──────── Source data
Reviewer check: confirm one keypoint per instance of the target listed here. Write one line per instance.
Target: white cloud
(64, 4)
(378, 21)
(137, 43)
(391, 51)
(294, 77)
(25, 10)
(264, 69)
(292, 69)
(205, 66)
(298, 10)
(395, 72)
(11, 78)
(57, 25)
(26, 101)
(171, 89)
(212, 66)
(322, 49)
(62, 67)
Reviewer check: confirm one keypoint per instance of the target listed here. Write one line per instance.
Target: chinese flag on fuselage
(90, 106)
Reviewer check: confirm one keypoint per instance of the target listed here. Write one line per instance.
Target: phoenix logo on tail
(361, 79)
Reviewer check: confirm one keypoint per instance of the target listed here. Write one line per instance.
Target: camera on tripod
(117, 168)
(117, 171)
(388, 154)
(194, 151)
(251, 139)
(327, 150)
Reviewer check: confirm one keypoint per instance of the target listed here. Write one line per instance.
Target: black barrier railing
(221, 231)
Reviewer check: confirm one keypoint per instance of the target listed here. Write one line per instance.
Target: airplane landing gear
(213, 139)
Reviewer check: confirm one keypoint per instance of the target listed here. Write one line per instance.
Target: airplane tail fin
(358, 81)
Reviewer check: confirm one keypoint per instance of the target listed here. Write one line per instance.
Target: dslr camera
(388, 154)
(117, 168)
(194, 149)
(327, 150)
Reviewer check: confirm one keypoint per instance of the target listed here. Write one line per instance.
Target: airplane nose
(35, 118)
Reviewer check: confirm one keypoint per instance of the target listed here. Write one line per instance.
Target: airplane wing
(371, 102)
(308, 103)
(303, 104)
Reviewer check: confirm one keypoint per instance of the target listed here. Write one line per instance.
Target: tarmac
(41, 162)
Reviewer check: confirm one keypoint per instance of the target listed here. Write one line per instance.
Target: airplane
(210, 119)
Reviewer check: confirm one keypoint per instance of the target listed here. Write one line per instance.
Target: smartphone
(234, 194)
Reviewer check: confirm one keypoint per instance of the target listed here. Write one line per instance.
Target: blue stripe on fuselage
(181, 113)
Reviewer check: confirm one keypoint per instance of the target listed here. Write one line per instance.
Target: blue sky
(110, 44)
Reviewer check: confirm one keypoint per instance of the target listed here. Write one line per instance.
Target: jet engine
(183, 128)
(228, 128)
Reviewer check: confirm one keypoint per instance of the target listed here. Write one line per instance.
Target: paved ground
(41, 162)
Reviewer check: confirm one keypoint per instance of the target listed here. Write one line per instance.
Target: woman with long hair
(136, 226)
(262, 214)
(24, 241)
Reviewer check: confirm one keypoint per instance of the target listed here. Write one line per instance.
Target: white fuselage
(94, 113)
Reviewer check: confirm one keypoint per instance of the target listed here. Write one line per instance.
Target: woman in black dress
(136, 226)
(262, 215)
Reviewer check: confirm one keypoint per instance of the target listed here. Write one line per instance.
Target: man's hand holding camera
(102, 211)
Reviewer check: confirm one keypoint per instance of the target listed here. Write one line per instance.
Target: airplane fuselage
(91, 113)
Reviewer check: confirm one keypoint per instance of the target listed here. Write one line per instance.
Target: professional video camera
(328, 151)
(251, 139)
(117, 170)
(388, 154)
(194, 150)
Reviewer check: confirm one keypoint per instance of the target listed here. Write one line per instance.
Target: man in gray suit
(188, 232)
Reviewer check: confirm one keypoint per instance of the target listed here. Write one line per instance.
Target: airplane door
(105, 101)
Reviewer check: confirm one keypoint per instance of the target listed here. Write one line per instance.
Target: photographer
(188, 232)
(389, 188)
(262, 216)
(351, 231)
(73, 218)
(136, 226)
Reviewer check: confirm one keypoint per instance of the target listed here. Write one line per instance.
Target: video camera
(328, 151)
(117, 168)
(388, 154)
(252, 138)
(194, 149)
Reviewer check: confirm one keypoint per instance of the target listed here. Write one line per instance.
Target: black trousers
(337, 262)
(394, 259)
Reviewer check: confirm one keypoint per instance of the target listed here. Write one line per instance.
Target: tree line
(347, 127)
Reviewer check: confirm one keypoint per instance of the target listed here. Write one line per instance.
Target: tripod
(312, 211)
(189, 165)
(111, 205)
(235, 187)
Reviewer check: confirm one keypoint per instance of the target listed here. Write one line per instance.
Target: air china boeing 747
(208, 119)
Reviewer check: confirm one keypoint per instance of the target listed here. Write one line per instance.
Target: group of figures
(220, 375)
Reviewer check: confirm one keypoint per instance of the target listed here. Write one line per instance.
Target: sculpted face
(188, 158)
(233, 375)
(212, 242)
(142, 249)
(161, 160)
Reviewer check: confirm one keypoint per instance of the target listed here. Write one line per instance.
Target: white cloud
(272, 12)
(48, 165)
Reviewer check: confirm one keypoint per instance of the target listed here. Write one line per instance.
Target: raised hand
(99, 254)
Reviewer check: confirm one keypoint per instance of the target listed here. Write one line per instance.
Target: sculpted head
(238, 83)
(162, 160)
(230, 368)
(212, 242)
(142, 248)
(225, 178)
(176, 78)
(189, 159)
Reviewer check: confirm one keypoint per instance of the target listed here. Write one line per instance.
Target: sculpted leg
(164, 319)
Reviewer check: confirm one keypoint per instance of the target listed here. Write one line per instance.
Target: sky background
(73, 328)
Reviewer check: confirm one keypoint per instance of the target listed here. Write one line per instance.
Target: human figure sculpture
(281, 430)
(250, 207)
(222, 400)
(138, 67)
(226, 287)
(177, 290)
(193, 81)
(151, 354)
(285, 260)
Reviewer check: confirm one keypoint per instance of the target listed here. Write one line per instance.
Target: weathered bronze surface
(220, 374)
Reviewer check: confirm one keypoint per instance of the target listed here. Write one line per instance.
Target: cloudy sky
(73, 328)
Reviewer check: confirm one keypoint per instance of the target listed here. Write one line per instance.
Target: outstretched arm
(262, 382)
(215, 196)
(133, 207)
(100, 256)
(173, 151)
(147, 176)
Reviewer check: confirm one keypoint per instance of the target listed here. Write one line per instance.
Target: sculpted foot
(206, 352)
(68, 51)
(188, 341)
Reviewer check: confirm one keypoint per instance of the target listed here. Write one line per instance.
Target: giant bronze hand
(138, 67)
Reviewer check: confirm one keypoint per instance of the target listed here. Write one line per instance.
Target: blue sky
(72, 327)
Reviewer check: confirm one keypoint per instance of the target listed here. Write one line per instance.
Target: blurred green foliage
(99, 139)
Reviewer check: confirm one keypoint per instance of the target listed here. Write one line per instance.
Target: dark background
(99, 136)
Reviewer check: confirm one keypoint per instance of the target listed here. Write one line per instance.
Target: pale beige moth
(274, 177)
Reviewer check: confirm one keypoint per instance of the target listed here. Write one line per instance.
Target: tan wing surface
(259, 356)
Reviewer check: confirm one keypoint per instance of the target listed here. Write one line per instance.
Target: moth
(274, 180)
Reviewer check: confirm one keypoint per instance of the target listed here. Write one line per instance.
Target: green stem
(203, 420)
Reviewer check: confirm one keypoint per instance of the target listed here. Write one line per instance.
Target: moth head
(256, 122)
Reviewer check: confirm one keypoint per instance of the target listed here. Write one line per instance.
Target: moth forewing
────────────────
- Task prompt:
Transcribe the data word for word.

- Task result:
Reviewer check: confirm one keypoint per instance of the target listed here. Write one line per instance.
Target: white cloud
(64, 4)
(378, 21)
(137, 43)
(391, 51)
(294, 77)
(25, 10)
(264, 69)
(292, 69)
(205, 66)
(298, 10)
(395, 72)
(11, 78)
(57, 25)
(26, 101)
(171, 89)
(212, 66)
(322, 49)
(62, 67)
Reviewer check: confirm one keypoint per instance of the target listed here. Write one line per instance.
Target: chinese flag on fuselage
(90, 106)
Reviewer check: confirm one keypoint per instance of the target listed here. Write one line per instance.
Target: phoenix logo on tail
(361, 79)
Reviewer check: confirm one keypoint per instance of the target listed here. Write one line per instance.
Target: camera on tripod
(117, 168)
(117, 171)
(388, 154)
(194, 151)
(251, 139)
(327, 150)
Reviewer check: confirm one keypoint per instance of the target listed here. Write one line per instance.
Target: black barrier railing
(221, 231)
Reviewer check: confirm one keypoint per instance of the target listed here. Write one line per instance.
Target: airplane landing gear
(213, 139)
Reviewer check: confirm one keypoint per instance of the target listed here. Write one line per instance.
Target: airplane tail fin
(358, 81)
Reviewer check: confirm one keypoint per instance of the target listed here. Write one line per instance.
Target: dslr camera
(388, 154)
(117, 168)
(194, 149)
(327, 150)
Reviewer check: confirm one keypoint per instance of the target listed here. Write one line per instance.
Target: airplane nose
(35, 118)
Reviewer check: confirm one keypoint per instance of the target listed here. Write one line per instance.
Target: airplane wing
(371, 102)
(308, 103)
(303, 104)
Reviewer check: confirm one keypoint per instance of the target listed here. Write one line per instance.
Target: tarmac
(41, 162)
Reviewer check: confirm one keypoint per instance of the target listed here. Write one line per instance.
Target: airplane
(210, 119)
Reviewer check: confirm one keypoint per instance of the target listed here. Write one line per instance.
Target: smartphone
(234, 194)
Reviewer check: confirm one keypoint per instance of the target listed here. Write one line per instance.
Target: blue stripe on fuselage
(181, 113)
Reviewer check: confirm one keypoint per instance of the target listed here. Write one line per instance.
Target: blue sky
(110, 44)
Reviewer check: confirm one keypoint per instance of the target listed here. Write one line per instance.
Target: jet engine
(183, 128)
(228, 128)
Reviewer check: confirm one keypoint per instance of the target listed here. Write one line per instance.
Target: paved ground
(41, 162)
Reviewer check: confirm one keypoint per instance of the target listed here. Write one line per instance.
Target: woman with long hair
(136, 226)
(262, 214)
(24, 241)
Reviewer check: confirm one keypoint per instance of the target listed here. Write one line per instance.
Target: white fuselage
(94, 113)
Reviewer check: confirm one keypoint per instance of the target listed here. Write one line per instance.
Target: woman in black dress
(136, 226)
(262, 215)
Reviewer check: confirm one keypoint per instance of the target listed here. Write one line per instance.
Target: man's hand holding camera
(102, 211)
Reviewer check: confirm one keypoint per instance of the target listed here. Write one line per instance.
Target: airplane fuselage
(91, 113)
Reviewer check: confirm one keypoint per instance of the target listed here. Write one line per instance.
Target: professional video camera
(328, 151)
(251, 139)
(117, 170)
(388, 154)
(194, 150)
Reviewer check: confirm one keypoint per instance of the target listed here. Write one line per instance.
Target: man in gray suit
(188, 232)
Reviewer check: confirm one keypoint per instance of the target listed here. Write one line per instance.
Target: airplane door
(105, 101)
Reviewer check: confirm one keypoint per instance of the target listed here. Write one line per instance.
Target: photographer
(188, 232)
(389, 188)
(262, 216)
(351, 231)
(73, 218)
(136, 226)
Reviewer check: confirm one keypoint per instance of the target listed here. Write one line per instance.
Target: video camera
(328, 151)
(117, 168)
(388, 154)
(252, 138)
(194, 149)
Reviewer check: confirm one keypoint per instance of the target listed here. Write one line per instance.
Target: black trousers
(337, 262)
(394, 259)
Reviewer check: confirm one keypoint per instance of the target listed here. Write one line per instance.
Target: tree line
(347, 127)
Reviewer check: confirm one keypoint per instance of the target listed here. Write one line per instance.
Target: tripod
(312, 211)
(189, 165)
(111, 205)
(235, 187)
Reviewer check: confirm one keypoint per instance of the target listed here. Write one line per instance.
Target: air china boeing 747
(208, 119)
Reviewer check: confirm one keypoint per instance of the target listed here. Write one line per instance.
Target: group of figures
(220, 375)
Reviewer check: confirm one keypoint per instance of the target listed here. Write one line per instance.
Target: sculpted face
(188, 158)
(233, 375)
(212, 242)
(142, 249)
(161, 160)
Reviewer check: confirm one keypoint per instance of the target listed here. Write one line per instance.
Target: white cloud
(272, 12)
(48, 165)
Reviewer check: confirm one keypoint per instance of the target listed here. Write one line per instance.
Target: raised hand
(99, 254)
Reviewer check: confirm one keypoint per instance of the target listed here. Write one line per instance.
Target: sculpted head
(238, 83)
(162, 160)
(230, 368)
(212, 242)
(142, 248)
(225, 178)
(176, 78)
(189, 159)
Reviewer check: confirm one keypoint per instance of the target listed here. Write one line per instance.
Target: sculpted leg
(164, 319)
Reviewer check: confirm one keypoint per instance of the target listed here. Write one line per instance.
Target: sky background
(73, 328)
Reviewer check: confirm one keypoint per instance of the target listed here. Write one line per instance.
Target: human figure sculpture
(281, 430)
(250, 207)
(222, 400)
(138, 67)
(226, 287)
(177, 290)
(193, 81)
(151, 354)
(285, 260)
Reviewer check: confirm one keypoint per instance of the target listed here. Write one line per instance.
Target: weathered bronze surface
(220, 374)
Reviewer check: confirm one keypoint per instance of the target listed here. Write one line per instance.
Target: cloudy sky
(73, 328)
Reviewer check: confirm one keypoint per instance of the target listed here. Write one line per instance.
Target: outstretched arm
(262, 382)
(215, 196)
(133, 207)
(100, 256)
(173, 151)
(147, 176)
Reviewer check: confirm one keypoint per instance of the target listed here. Write one line per instance.
Target: sculpted foot
(206, 352)
(68, 51)
(188, 341)
Reviewer check: confirm one keypoint per instance of the target listed here. Write one line per instance.
Target: giant bronze hand
(138, 67)
Reviewer check: confirm one keypoint per instance of the target listed here. Write one line per instance.
Target: blue sky
(72, 327)
Reviewer check: confirm one keypoint per instance of the target listed here. Write one line per instance.
Target: blurred green foliage
(99, 139)
Reviewer check: confirm one keypoint per instance of the target listed here. Write one line per instance.
Target: dark background
(99, 136)
Reviewer check: confirm one keypoint per instance of the target listed here. Write one line per instance.
Target: pale beige moth
(274, 177)
Reviewer check: confirm one keypoint per instance of the target listed here. Write one line per instance.
Target: tan wing surface
(259, 356)
Reviewer check: confirm one keypoint per instance of the target listed here. Write one line per instance.
Target: moth
(274, 180)
Reviewer check: confirm one keypoint per instance of the target listed here. Write one line per instance.
Target: green stem
(203, 420)
Reviewer check: confirm one keypoint per instance of the target listed here. Write one line per instance.
Target: moth head
(256, 122)
Reviewer check: confirm one keypoint per instance of the target listed here. Write one line per instance.
Target: moth forewing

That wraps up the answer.